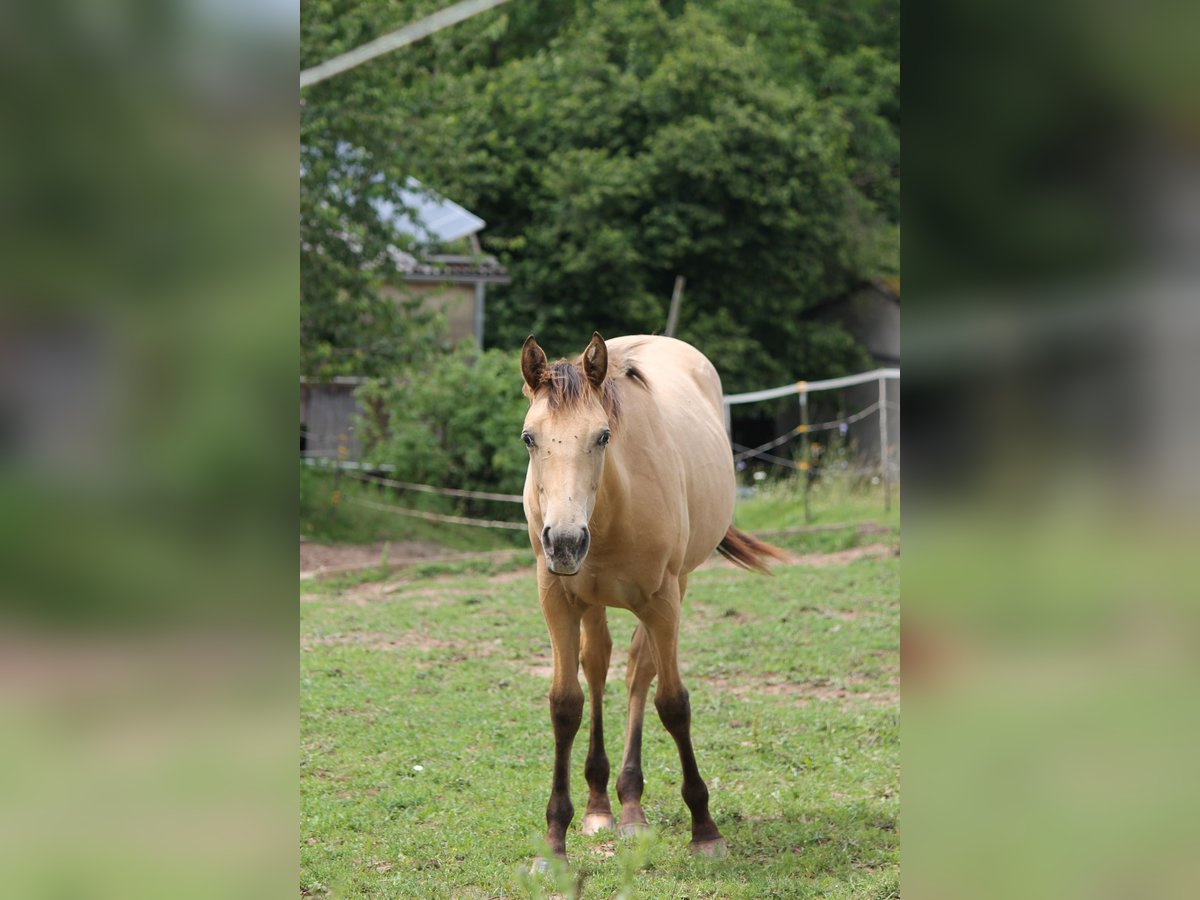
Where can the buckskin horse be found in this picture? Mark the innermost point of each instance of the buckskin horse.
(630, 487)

---

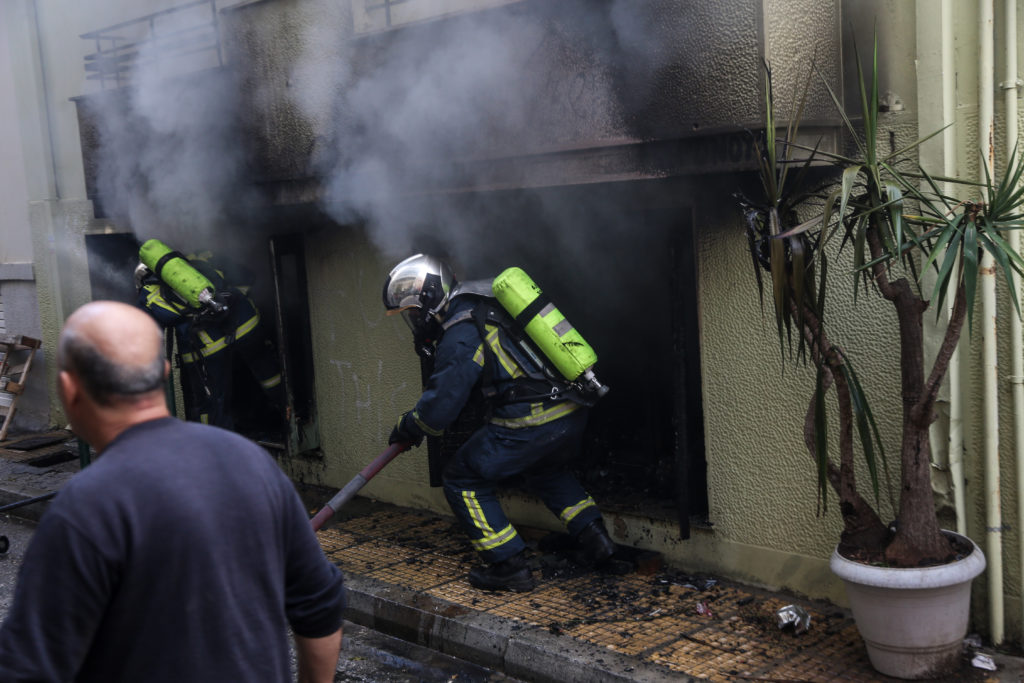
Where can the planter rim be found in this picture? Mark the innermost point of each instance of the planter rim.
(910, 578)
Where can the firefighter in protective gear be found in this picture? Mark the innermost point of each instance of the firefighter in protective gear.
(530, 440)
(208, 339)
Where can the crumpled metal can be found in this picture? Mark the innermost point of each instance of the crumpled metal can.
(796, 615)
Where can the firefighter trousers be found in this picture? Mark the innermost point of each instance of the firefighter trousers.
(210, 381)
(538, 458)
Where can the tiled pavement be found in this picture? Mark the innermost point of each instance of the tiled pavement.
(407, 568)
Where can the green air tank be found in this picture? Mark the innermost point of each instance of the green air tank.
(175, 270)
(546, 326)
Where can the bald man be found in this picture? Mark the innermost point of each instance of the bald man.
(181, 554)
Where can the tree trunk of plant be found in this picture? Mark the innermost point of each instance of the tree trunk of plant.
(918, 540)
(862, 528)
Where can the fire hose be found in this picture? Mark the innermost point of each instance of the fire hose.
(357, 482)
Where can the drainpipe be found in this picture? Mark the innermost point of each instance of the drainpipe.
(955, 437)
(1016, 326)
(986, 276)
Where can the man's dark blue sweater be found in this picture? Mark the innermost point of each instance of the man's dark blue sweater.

Objective: Copy the items word for word, starting with the line that contains "Where can the crumpled" and continuing through the line that contains "Where can the man's", with both of those lines included.

Expected answer:
Where can the crumpled metal can be found in this picture? Mark the innermost point of each instance of the crumpled metal can.
(796, 615)
Where can the firefighter trousers be found in this picture? Mark the innermost point of each instance of the firefighter trousers.
(210, 381)
(538, 458)
Where can the tiled pavement be found in this picture? Mark the innermost point of each instance of the tiled pavement.
(407, 568)
Where can the green air tank be found in this picture? Mark the innermost point of each instance of the green air tank.
(175, 270)
(546, 326)
Where can the bald man be found in this picture? Mark the innermost point of each instance of the bald man.
(181, 554)
Where can the tree trunk of plant be found in this picture? Mark the innermost point of each instance of the tree trunk of plant.
(918, 540)
(862, 528)
Where can the fire hose be found in this picture? Mark the innermost point of each instance of the fire hose.
(357, 482)
Where can the drainpipe be found in this picture? Mark the innermost point of each instance of the drainpipe.
(955, 437)
(1016, 326)
(986, 276)
Where can the man's dark blue sweater be found in this picture? Mark the innermost point of each instance of the man's dark blue sweater.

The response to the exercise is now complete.